EXCERPTED TEXT:
*** Block opens ***
The Board of Trustees has voted to approve a master’s degree in financial risk management in the School of Business at the Stamford campus and to rename the Department of Plant Science.

The new financial risk program will focus on current issues in worldwide financial markets, said Provost Peter J. Nicholls.

Home to a number of financial services firms and two large banks, the Stamford area is considered home of the hedge fund industry and interest in the new program is expected to be strong, Nicholls said.

In other business, the trustees voted to rename the plant sciences department the Department of Plant Science and Landscape Architecture. The department encompasses two of UConn’s oldest concentrations – agronomy and horticulture – but in recent years has also focused on landscape architecture.

Nicholls noted that the department supports the state’s $1 billion a year green industry, and in recent years has also focused on biotechnology and on turf grass and soils.

“Our landscape architecture program trains students to obtain professional licensure and work in fields as diverse as land use planning and landscape design,” he said.

The trustees also voted to discontinue:

  • the M.A. in education studies in the Neag School Education, which Nicholls said shows inconsistent enrollment patterns and, according to a market study, is no longer current or viable;
  • the Ph.D. in professional higher education administration in the Neag School of Education, which duplicates courses offered in educational administration;
  • the Ph.D. and M.S. degrees in biobehavioral sciences in the College of Liberal Arts and Sciences, which have substantial overlap with concentrations offered in behavioral neuroscience, neuroscience, and developmental psychology, all within the Department of Psychology;
  • the Ph.D. and M.S. programs in botany, entomology, and zoology in the College of Liberal Arts and Sciences, which will be consolidated into Ecology and Evolutionary Biology. The ecology field of study will be renamed ecology and evolutionary biology; and
  • the African studies concentration in the M.A. in international studies, which have been inactive for several years.
*** Block closes ***
Copy the whole news item above about the trustees' votes word for word.

GIVEN RECORDS:
*** Block opens ***
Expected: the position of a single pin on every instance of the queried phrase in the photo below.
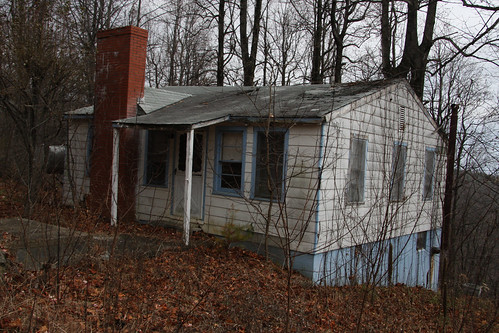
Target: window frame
(146, 180)
(429, 196)
(395, 168)
(349, 188)
(256, 131)
(217, 179)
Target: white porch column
(114, 176)
(188, 184)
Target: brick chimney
(119, 83)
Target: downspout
(318, 195)
(188, 184)
(114, 176)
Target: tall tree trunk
(221, 37)
(415, 56)
(249, 57)
(316, 75)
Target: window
(157, 158)
(357, 170)
(197, 154)
(269, 164)
(429, 172)
(229, 160)
(398, 172)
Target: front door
(197, 175)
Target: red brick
(119, 82)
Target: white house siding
(76, 178)
(153, 202)
(249, 213)
(346, 225)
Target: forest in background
(47, 65)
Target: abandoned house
(345, 179)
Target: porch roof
(205, 106)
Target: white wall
(376, 219)
(76, 180)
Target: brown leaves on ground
*** Block closes ***
TASK RESULT:
The Board of Trustees has voted to approve a master’s degree in financial risk management in the School of Business at the Stamford campus and to rename the Department of Plant Science.

The new financial risk program will focus on current issues in worldwide financial markets, said Provost Peter J. Nicholls.

Home to a number of financial services firms and two large banks, the Stamford area is considered home of the hedge fund industry and interest in the new program is expected to be strong, Nicholls said.

In other business, the trustees voted to rename the plant sciences department the Department of Plant Science and Landscape Architecture. The department encompasses two of UConn’s oldest concentrations – agronomy and horticulture – but in recent years has also focused on landscape architecture.

Nicholls noted that the department supports the state’s $1 billion a year green industry, and in recent years has also focused on biotechnology and on turf grass and soils.

“Our landscape architecture program trains students to obtain professional licensure and work in fields as diverse as land use planning and landscape design,” he said.

The trustees also voted to discontinue:

  • the M.A. in education studies in the Neag School Education, which Nicholls said shows inconsistent enrollment patterns and, according to a market study, is no longer current or viable;
  • the Ph.D. in professional higher education administration in the Neag School of Education, which duplicates courses offered in educational administration;
  • the Ph.D. and M.S. degrees in biobehavioral sciences in the College of Liberal Arts and Sciences, which have substantial overlap with concentrations offered in behavioral neuroscience, neuroscience, and developmental psychology, all within the Department of Psychology;
  • the Ph.D. and M.S. programs in botany, entomology, and zoology in the College of Liberal Arts and Sciences, which will be consolidated into Ecology and Evolutionary Biology. The ecology field of study will be renamed ecology and evolutionary biology; and
  • the African studies concentration in the M.A. in international studies, which have been inactive for several years.